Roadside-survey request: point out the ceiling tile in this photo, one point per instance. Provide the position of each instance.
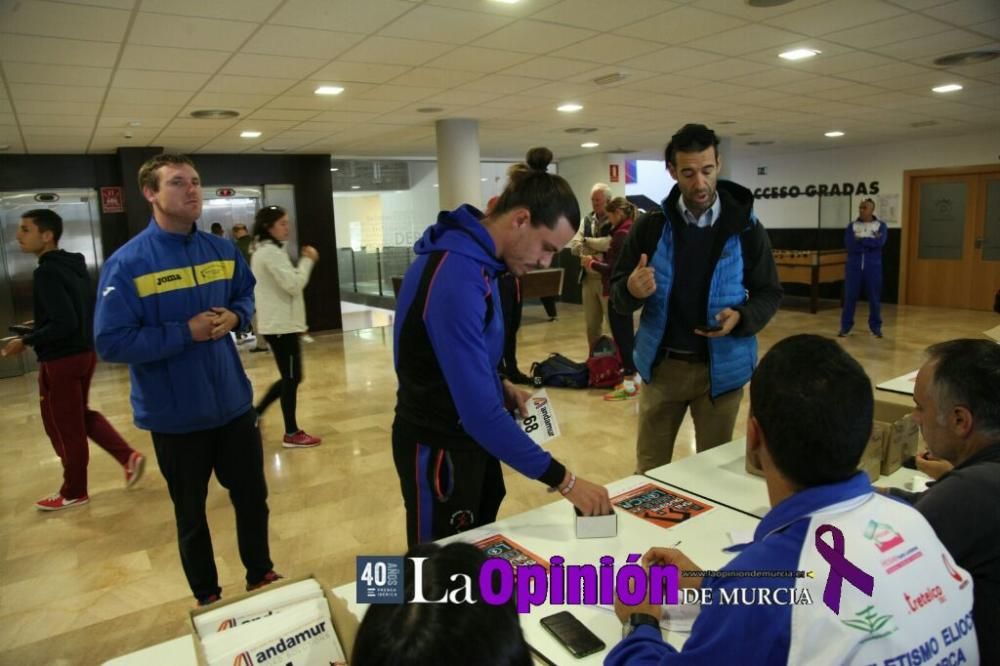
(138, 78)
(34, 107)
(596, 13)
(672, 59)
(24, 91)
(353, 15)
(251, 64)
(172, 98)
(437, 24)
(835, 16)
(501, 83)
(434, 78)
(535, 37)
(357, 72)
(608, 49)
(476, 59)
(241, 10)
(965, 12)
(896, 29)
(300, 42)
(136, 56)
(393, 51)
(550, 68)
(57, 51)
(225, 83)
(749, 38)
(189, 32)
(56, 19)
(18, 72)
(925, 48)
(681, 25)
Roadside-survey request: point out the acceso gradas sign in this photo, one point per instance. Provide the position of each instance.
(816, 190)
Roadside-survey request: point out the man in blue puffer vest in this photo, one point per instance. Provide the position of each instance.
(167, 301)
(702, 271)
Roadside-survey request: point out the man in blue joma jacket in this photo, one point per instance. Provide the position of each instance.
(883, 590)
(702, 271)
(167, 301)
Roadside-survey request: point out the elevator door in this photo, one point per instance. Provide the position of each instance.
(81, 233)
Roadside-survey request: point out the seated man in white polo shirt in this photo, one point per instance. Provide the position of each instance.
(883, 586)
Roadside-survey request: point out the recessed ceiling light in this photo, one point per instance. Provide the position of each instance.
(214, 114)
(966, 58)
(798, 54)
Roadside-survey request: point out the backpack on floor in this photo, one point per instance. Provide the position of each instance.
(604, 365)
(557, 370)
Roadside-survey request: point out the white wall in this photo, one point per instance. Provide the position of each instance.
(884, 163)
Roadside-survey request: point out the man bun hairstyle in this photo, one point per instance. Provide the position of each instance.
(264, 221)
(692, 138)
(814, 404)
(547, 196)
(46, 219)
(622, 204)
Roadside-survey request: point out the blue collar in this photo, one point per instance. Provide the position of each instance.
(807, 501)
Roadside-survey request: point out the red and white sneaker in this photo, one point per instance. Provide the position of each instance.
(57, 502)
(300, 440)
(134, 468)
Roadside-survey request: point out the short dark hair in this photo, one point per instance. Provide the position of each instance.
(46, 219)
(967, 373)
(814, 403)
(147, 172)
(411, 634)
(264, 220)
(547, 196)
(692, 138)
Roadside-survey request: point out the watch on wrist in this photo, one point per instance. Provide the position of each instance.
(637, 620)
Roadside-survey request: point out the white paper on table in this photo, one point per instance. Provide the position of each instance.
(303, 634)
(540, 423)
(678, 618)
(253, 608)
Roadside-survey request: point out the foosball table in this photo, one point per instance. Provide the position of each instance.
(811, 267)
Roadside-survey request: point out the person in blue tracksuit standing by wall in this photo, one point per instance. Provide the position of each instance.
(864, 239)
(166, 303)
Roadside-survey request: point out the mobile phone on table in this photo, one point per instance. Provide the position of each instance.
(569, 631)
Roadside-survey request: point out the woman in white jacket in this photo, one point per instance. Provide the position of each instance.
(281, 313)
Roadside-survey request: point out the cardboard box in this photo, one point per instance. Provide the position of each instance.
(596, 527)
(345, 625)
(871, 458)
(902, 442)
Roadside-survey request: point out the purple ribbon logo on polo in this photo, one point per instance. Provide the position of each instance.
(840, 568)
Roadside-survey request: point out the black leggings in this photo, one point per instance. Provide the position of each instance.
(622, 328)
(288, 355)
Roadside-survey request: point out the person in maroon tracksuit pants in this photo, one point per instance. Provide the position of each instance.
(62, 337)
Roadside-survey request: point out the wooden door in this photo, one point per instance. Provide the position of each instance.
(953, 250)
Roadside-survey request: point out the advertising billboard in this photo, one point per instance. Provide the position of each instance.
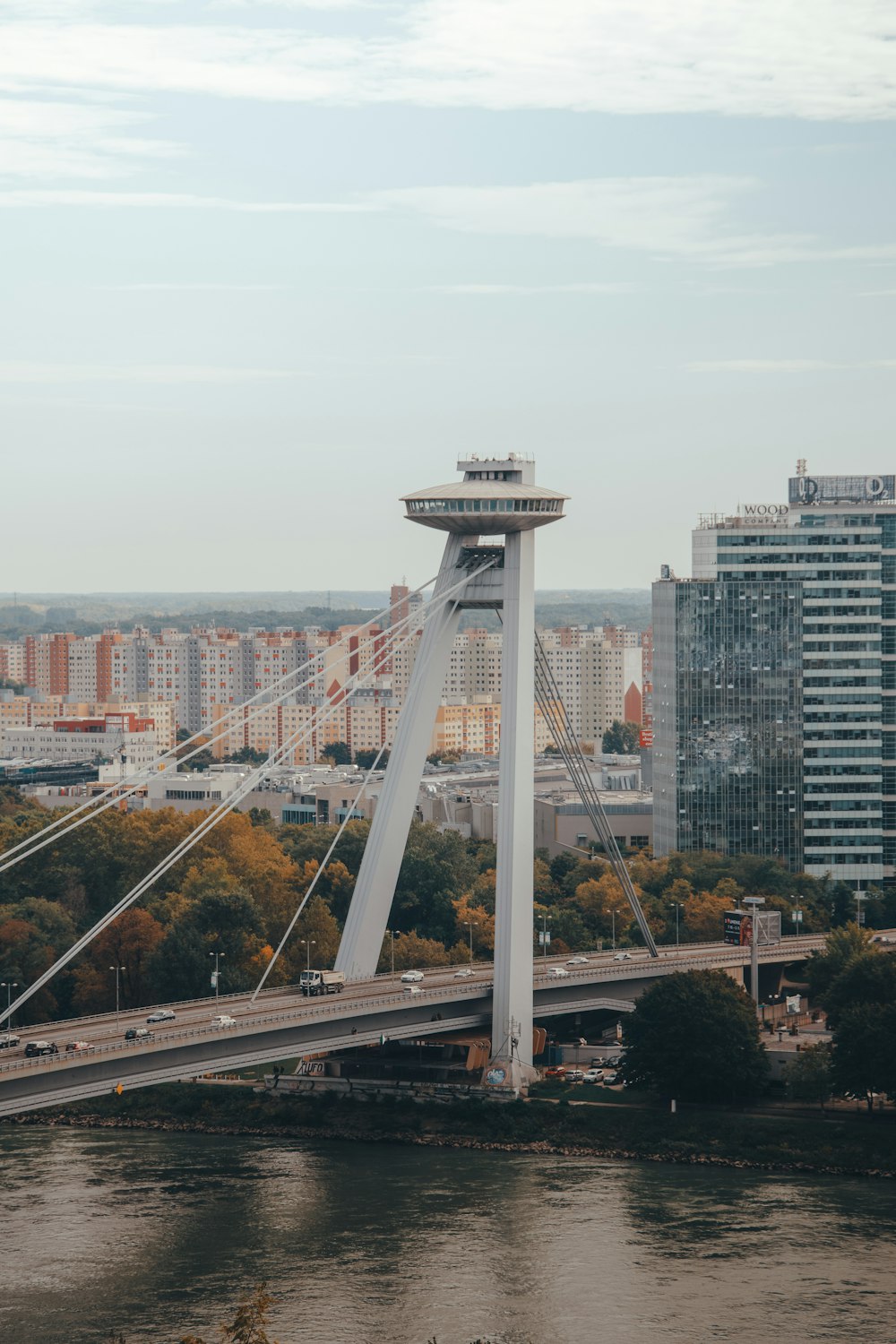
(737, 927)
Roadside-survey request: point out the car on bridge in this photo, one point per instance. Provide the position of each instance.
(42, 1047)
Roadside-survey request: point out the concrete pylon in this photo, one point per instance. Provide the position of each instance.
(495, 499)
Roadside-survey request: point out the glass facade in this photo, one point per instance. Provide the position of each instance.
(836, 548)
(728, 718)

What you should do
Nothing but the lines from the line containing "Roadside-survey request: point out the watch" through the last line of the material may be output, and they must be copied exactly, without pictures.

Output
Roadside-survey request: point out the watch on wrist in this photo, one point per instance. Provide the position of each instance.
(637, 620)
Roadside-survey request: point out the white paper on table in this photo, one point per instance. Provide the position of each instance.
(303, 634)
(540, 423)
(678, 618)
(253, 608)
Roadside-survey request: point out the foosball table in this photo, one point per instance. Provide the position of each instance.
(811, 267)
Roadside-survey request: point out the person in blue tracksuit standing by wall in this photo, one point per instance. Provide the position of each instance.
(864, 239)
(166, 303)
Roadside-survey request: point out the mobile phone on table in this photo, one point per instance. Provide the position of each instance.
(569, 631)
Roadside-survey request: point out the woman in white jacket in this photo, one point per instance. Provide the position of each instance.
(281, 313)
Roadside-survey request: point out the cardboard box in this photo, one point per instance. Provide the position of each instance.
(596, 527)
(345, 625)
(871, 458)
(902, 442)
Roadside-survey request: point out the purple ribbon logo on polo in this photo, one point per instance. Provide the position of each instance.
(840, 568)
Roadside-survey request: point out the black leggings in this photo, one point per instance. Provide the position of each instance.
(622, 328)
(288, 355)
Roadside-survey request: point out the person in maroon tracksuit pants in this photo, one point per instance. Provide the position of each instance.
(62, 337)
Roadside-survey request: point out the wooden door in this photo, one point per instance. Provide the position of each instance.
(953, 250)
Roadside-survey request: point out the advertising billboard in this photo, one point per instance. Provide the position of each instance.
(737, 927)
Roadside-survey request: point out the car on bridge in this photo, one point per instance. Provide the position of each instance.
(42, 1047)
Roadside-survey request: point out the concrete pylon in this photo, one point per instance. Provide the position of each instance.
(495, 499)
Roadside-survey request: point out the glass facade in this photo, one point per instance. Provide the position of each instance.
(836, 548)
(728, 718)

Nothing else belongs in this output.